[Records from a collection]
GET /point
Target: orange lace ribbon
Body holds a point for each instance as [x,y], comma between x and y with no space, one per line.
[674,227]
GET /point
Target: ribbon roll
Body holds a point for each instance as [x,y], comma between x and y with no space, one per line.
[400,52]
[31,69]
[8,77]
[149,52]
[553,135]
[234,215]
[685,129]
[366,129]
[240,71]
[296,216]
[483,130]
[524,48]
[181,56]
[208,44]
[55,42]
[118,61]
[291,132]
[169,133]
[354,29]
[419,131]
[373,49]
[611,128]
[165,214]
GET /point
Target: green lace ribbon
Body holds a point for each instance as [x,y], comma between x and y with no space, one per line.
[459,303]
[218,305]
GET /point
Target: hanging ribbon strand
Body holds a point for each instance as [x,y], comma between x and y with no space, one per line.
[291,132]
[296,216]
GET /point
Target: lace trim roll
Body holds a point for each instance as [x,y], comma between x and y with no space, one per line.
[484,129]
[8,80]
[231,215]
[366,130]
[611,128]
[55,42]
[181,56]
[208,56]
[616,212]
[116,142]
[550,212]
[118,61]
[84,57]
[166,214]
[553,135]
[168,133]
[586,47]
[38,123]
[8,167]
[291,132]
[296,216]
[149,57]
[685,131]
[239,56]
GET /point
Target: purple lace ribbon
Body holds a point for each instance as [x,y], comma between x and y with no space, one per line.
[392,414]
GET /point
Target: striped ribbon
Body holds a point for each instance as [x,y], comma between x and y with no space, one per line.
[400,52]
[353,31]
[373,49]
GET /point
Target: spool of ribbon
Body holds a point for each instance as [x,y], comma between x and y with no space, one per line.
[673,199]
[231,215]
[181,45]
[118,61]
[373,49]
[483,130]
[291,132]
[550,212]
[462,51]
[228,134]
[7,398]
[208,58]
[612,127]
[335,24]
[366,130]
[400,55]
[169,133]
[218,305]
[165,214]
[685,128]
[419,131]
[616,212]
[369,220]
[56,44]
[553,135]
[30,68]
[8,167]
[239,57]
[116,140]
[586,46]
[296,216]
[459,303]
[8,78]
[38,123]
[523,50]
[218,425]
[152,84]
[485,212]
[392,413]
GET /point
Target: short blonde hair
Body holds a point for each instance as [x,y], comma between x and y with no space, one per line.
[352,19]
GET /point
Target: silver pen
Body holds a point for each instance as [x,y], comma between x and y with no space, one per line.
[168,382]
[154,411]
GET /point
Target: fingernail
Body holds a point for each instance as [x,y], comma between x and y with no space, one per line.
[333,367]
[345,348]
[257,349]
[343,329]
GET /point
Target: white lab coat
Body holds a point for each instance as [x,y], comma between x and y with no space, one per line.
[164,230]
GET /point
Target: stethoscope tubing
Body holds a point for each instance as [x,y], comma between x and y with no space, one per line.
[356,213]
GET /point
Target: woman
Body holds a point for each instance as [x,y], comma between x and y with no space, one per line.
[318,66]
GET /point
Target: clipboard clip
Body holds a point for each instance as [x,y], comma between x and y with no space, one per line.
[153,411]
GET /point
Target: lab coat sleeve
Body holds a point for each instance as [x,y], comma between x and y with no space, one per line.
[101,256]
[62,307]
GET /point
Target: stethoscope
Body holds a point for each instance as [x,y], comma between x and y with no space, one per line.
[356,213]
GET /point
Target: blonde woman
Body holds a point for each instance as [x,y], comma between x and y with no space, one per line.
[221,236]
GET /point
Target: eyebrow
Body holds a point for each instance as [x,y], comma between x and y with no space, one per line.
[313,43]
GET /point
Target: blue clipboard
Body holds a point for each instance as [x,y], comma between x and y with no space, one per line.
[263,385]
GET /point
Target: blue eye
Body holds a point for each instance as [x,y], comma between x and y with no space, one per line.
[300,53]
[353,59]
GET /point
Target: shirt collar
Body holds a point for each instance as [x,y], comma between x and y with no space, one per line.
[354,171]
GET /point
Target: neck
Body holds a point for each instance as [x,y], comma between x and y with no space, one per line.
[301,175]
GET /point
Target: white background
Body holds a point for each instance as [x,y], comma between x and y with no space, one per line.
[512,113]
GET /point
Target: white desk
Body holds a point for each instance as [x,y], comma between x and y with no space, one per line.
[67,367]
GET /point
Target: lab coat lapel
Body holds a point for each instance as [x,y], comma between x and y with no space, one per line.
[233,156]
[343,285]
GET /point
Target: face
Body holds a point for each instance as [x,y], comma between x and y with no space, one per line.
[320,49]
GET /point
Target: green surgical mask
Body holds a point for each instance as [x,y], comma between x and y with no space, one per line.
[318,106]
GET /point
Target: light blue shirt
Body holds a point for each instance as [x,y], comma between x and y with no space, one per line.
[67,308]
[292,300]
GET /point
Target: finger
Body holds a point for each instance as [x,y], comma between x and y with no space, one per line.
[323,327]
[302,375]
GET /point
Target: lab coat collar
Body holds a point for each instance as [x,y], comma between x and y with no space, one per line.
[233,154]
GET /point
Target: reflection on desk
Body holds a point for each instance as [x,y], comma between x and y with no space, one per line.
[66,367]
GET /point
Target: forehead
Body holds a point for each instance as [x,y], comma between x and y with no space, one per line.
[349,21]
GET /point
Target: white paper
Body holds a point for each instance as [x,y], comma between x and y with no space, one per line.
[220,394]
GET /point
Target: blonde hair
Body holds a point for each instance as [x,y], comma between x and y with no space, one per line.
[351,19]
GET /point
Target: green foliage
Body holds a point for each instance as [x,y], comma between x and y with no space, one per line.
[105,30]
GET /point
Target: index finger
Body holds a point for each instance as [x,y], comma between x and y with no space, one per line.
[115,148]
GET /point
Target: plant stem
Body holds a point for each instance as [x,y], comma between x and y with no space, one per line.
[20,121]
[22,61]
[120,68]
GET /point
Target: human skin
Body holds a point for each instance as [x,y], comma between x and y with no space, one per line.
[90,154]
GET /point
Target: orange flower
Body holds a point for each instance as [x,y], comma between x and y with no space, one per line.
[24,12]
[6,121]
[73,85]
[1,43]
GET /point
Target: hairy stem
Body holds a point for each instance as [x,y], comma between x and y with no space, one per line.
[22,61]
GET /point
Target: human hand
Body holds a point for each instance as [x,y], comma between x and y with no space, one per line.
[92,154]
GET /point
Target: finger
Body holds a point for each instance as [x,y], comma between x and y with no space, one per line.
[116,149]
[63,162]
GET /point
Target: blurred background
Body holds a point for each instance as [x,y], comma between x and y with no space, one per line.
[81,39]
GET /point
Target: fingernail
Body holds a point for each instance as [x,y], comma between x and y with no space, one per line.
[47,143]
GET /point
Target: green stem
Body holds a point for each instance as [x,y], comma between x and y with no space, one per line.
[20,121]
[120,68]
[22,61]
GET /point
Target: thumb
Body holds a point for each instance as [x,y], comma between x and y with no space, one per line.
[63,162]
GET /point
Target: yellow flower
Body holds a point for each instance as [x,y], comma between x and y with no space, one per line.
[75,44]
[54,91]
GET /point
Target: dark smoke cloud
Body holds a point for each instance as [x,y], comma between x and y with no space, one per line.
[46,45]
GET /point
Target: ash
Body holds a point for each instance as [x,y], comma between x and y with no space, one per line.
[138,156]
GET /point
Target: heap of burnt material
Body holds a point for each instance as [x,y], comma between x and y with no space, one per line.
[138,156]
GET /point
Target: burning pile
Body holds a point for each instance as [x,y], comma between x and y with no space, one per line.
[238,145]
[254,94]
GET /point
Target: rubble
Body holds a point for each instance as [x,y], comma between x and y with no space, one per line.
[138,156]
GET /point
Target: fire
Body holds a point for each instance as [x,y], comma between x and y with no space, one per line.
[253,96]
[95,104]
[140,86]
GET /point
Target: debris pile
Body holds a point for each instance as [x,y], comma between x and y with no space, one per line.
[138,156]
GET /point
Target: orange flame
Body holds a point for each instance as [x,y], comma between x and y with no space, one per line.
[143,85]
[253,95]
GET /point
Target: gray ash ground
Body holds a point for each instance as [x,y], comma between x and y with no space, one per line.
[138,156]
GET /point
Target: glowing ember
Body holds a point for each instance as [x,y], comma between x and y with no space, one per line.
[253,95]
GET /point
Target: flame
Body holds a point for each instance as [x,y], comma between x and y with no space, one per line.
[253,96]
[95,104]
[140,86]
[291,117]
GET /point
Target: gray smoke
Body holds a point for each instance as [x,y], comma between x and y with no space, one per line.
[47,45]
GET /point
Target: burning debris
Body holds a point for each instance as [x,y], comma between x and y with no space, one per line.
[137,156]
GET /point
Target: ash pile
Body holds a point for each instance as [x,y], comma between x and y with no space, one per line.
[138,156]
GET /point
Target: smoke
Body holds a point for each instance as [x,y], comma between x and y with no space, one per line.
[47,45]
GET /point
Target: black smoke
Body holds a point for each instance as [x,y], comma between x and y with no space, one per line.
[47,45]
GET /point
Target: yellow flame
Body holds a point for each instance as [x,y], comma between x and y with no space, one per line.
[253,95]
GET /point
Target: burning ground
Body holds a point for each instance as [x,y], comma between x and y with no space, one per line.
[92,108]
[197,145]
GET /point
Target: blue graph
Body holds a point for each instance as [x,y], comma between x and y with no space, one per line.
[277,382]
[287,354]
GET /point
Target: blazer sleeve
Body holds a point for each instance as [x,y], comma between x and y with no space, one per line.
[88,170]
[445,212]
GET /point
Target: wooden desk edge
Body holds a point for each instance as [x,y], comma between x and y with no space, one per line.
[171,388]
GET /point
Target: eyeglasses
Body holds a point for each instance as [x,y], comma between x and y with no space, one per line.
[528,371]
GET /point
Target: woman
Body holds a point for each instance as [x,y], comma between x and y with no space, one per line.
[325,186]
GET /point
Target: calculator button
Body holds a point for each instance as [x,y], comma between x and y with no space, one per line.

- **PROBLEM**
Identify every line in the data above that contains the word "debris", and copy each one. Case counts.

- **RESULT FOR THIS TASK**
Target: debris pile
Target: burning debris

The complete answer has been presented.